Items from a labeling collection
════
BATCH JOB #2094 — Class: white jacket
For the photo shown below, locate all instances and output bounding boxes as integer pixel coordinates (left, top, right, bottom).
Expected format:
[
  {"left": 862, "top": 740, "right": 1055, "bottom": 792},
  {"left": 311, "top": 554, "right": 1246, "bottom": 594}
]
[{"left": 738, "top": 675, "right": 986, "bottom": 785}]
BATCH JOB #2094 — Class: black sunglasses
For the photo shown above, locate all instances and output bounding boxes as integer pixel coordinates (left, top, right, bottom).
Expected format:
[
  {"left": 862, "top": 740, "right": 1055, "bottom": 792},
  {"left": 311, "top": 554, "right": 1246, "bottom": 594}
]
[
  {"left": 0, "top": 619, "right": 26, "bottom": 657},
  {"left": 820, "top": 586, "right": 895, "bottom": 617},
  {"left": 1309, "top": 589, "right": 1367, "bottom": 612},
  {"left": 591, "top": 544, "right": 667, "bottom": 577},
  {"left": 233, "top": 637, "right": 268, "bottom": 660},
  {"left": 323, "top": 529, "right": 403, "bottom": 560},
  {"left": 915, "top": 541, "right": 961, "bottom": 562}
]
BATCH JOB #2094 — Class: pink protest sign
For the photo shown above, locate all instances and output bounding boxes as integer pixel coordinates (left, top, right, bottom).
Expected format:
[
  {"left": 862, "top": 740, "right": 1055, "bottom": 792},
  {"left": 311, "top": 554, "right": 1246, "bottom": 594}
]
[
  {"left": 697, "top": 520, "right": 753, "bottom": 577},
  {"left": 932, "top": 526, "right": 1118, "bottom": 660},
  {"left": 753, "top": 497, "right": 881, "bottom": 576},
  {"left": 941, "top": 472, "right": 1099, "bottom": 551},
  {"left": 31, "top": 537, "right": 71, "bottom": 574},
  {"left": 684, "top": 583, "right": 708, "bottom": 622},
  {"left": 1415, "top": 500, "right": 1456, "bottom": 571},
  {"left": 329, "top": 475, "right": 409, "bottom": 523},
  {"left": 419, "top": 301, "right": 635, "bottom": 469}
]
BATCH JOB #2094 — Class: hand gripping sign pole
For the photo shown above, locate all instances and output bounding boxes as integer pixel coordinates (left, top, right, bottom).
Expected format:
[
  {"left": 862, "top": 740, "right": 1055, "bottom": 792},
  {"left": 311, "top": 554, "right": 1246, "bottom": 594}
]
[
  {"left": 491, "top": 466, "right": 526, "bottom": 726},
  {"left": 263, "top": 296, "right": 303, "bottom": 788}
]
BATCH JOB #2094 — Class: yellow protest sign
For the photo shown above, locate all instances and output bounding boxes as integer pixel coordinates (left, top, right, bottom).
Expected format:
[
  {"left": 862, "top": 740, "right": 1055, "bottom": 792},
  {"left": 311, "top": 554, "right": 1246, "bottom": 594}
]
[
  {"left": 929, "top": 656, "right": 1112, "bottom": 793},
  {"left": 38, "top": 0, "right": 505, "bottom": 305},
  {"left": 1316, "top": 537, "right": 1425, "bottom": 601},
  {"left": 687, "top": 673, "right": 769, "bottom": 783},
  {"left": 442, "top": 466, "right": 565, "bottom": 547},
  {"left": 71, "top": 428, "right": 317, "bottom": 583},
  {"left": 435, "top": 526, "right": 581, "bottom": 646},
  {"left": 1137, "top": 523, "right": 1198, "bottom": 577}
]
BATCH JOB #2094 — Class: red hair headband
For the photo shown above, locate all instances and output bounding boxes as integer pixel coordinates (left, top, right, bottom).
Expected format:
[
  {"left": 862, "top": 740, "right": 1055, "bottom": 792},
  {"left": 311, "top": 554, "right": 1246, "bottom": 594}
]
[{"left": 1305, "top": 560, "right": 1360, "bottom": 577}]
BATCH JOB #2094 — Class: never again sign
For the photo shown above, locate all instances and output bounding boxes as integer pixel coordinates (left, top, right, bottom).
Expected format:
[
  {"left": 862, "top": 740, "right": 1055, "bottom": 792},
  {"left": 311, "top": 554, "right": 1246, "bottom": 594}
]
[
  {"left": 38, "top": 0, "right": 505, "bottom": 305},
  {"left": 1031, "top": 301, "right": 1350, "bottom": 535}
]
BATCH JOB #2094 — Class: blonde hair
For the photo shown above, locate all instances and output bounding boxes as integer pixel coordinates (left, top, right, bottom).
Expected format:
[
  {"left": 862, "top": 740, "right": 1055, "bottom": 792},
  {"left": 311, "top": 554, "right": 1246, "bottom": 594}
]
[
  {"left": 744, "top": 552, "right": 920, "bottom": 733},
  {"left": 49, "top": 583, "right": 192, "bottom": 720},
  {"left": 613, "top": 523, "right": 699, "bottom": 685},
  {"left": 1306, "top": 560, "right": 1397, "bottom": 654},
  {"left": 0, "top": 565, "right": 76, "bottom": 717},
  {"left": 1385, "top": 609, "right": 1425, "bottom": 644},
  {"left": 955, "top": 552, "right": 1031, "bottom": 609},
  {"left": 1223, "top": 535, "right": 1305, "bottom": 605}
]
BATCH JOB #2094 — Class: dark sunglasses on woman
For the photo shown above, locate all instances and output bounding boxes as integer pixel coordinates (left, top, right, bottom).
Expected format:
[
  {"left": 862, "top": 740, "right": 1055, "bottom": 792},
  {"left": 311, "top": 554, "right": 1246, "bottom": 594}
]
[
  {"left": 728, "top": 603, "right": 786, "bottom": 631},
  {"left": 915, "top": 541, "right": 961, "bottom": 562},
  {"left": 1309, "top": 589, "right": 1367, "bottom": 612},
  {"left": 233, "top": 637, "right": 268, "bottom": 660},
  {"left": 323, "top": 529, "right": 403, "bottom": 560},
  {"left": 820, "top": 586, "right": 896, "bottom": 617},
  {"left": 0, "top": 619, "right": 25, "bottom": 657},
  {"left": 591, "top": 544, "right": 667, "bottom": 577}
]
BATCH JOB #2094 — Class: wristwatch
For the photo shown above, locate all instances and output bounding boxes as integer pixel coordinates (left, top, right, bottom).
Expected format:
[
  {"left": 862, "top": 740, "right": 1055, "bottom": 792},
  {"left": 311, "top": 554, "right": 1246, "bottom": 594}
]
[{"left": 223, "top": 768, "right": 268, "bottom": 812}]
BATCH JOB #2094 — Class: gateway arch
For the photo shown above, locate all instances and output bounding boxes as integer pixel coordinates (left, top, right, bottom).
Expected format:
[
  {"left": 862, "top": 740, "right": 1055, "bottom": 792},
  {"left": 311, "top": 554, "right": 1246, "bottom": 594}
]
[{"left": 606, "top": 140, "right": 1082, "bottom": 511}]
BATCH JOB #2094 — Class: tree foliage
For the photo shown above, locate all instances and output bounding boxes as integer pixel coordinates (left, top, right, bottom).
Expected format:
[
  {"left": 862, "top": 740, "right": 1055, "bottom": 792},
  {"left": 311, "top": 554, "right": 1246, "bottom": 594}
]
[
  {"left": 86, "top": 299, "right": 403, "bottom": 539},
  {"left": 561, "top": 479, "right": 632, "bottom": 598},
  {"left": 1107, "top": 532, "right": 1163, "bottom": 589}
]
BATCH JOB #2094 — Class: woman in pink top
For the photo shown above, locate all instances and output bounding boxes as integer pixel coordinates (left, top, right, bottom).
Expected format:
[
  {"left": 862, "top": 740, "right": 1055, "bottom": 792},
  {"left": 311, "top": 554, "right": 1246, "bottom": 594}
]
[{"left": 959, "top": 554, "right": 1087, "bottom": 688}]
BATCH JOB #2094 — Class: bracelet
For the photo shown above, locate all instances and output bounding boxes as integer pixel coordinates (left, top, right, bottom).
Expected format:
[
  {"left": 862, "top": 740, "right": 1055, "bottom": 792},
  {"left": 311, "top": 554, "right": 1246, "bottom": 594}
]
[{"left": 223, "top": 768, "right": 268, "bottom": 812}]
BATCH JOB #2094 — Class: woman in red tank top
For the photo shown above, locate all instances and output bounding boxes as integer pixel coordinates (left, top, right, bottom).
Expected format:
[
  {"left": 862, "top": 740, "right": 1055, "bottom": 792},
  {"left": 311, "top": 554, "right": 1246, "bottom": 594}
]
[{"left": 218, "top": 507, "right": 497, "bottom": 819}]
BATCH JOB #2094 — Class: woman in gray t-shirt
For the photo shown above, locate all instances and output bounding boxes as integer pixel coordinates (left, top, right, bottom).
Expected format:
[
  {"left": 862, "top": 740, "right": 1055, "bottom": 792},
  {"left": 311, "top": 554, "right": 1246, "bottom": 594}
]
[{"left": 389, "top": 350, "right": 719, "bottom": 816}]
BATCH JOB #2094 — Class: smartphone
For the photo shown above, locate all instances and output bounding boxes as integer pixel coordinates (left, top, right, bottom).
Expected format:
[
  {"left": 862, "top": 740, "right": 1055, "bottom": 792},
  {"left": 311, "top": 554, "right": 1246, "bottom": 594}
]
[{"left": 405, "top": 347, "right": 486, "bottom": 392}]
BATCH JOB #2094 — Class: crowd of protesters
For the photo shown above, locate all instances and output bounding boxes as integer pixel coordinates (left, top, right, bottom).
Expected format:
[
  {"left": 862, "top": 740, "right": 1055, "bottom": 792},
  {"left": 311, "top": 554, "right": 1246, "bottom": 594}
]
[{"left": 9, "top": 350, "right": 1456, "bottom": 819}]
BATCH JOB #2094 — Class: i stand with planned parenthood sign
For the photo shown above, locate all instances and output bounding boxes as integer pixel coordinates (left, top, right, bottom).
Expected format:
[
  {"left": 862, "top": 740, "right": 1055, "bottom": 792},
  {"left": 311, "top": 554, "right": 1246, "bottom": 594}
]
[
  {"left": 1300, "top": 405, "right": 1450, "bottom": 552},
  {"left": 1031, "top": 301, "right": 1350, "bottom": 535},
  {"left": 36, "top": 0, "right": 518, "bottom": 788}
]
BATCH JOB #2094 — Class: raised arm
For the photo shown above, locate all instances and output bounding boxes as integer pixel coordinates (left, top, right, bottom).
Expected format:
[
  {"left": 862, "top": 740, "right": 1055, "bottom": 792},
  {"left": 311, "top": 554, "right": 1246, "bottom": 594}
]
════
= PROBLEM TO SOLVE =
List each of the lines above that contains the word "sign".

= COMPLETED TASK =
BATCH JOB #2094 — Class: pink protest sign
BATCH JOB #2094 — Class: hand gripping sign pole
BATCH JOB #2094 — Class: yellow protest sign
BATCH JOB #2094 — Class: never again sign
BATCH JOB #2094 — Class: i stand with planned parenthood sign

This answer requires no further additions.